»»
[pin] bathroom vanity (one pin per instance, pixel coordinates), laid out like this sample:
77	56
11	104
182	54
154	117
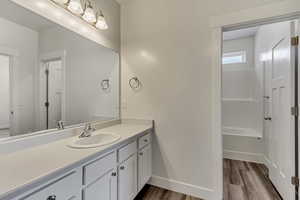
««
— Exercise details —
Your answer must be an exact copy of every entry, with no pictures in it.

— The completed task —
[pin] bathroom vanity (one pin per instance, pixel coordinates), laid out like this sample:
77	56
11	104
182	54
154	117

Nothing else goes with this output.